TEXT SHOWN:

--*--

Culture

Time takes a cigarette

Winner of Forest’s Best Essay Award, 2023

‘He can’t be a man cos he doesn’t smoke the same cigarettes as me,’ mocked Mick Jagger on ‘(I Can’t Get No) Satisfaction’ in 1965. And he was right. Back then, and for some time afterwards, the brand of cigarettes you chose said a lot about you. Well, to start with, the fact that you smoked at all said something: Keith Richards smoked, Cliff Richard did not.

Brands were soaked in cultural and social significance. Someone who smoked Dunhill, say, was the kind of person who’d have a desk-lighter, while someone who smoked Embassy was unlikely to have a desk. The connotations were nothing to do with the actual product, of course. There were different flavours available, but the taste didn’t mean anything in itself. The associations built up around a cigarette were entirely down to the packaging and the advertising.

None of this matters anymore. The adverts have gone, and so too the old designs. I’m very happy to accept that the War on Tobacco has been a Good Thing, but it doesn’t stop me feeling a little twinge of nostalgia – not necessarily for the best cigarettes, but certainly for the ones that meant something to me.


Rothman’s King Size

The first cigarette I ever smoked, back in the summer of 1977, was a Rothman.

At the time, more than 40 per cent of the adult population smoked, despite a government health warning on every pack: ‘Cigarettes can seriously damage your health.’ (The word ‘seriously’ had been added in March that year, on the instruction of Labour health secretary David Ennals.) Packets also carried an indication of how strong the brand was, following the introduction in 1973 of a league table showing tar and nicotine content.  Rothmans were categorised as Middle Tar, with 17 mg of tar per cigarette.

I didn’t think much of that first cigarette, and I never took to Rothmans. As I quickly realised, they had a dodgy image as well. The blue-and-white packaging – all smart, clean lines, with the hint of a blazer-badge – had aspirations to yacht-club membership, but really belonged in the saloon bar of a suburban public house that self-consciously called itself a tavern. Nonetheless, the taste stayed with me; even twenty years on, a drag on a Rothman could take me back to that summer.

--*--

DATA ENTRIES:
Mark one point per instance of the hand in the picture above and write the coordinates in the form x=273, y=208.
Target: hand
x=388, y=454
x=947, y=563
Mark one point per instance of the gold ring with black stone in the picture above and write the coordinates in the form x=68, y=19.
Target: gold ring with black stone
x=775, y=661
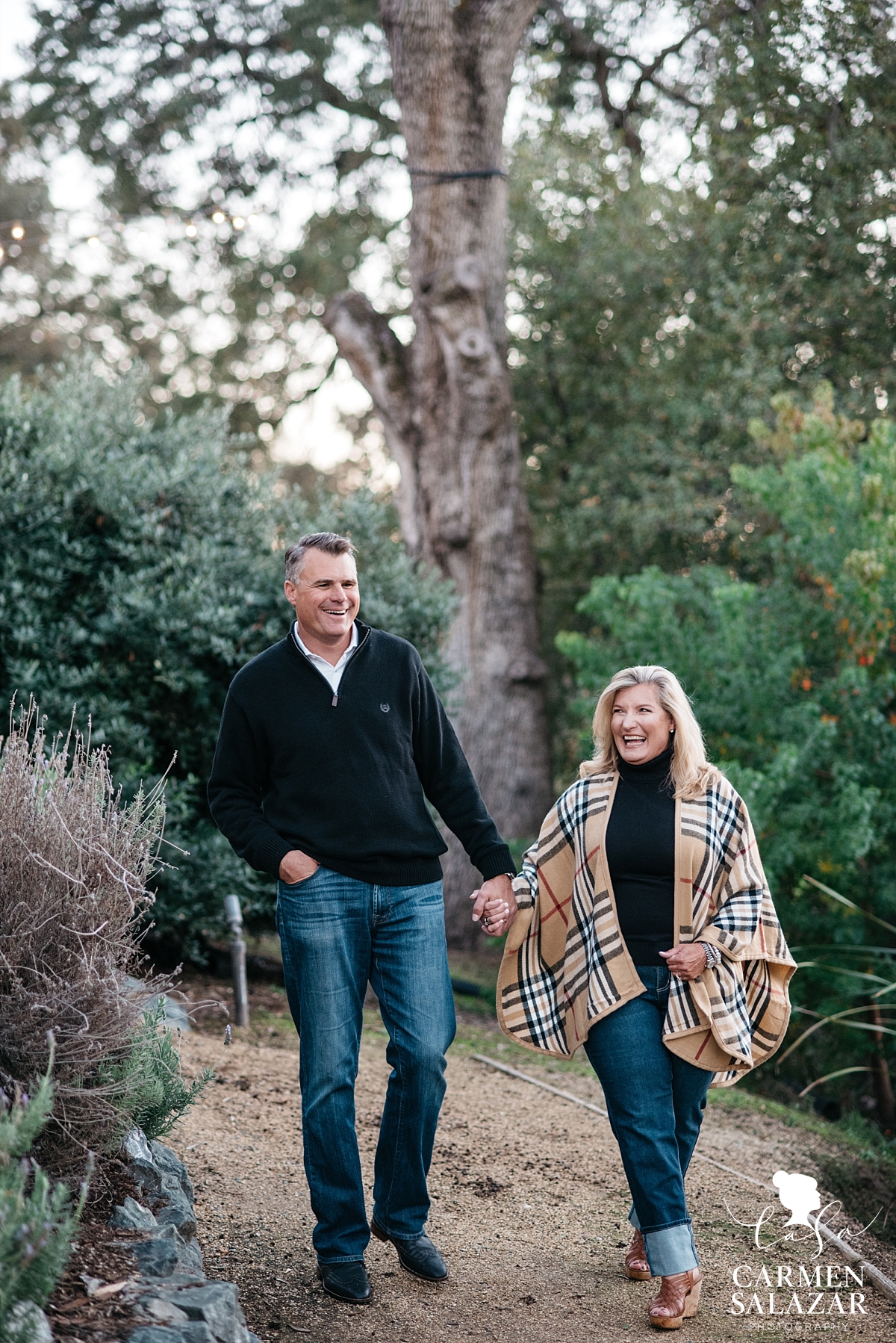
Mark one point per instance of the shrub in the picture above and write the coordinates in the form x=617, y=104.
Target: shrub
x=140, y=568
x=148, y=1085
x=37, y=1217
x=74, y=863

--*--

THE REQUEST:
Answer these questions from the cigarette essay above.
(a) In what year did the song "(I Can't Get No) Satisfaction" include the line quoted at the start?
(b) Which word was added to the government health warning in March 1977, and who gave the instruction?
(c) How much tar per cigarette did Rothmans contain, and in which category were they placed?

SOLUTION FOR THIS TASK:
(a) 1965.
(b) "Seriously," on the instruction of Labour health secretary David Ennals.
(c) 17 mg per cigarette, in the Middle Tar category.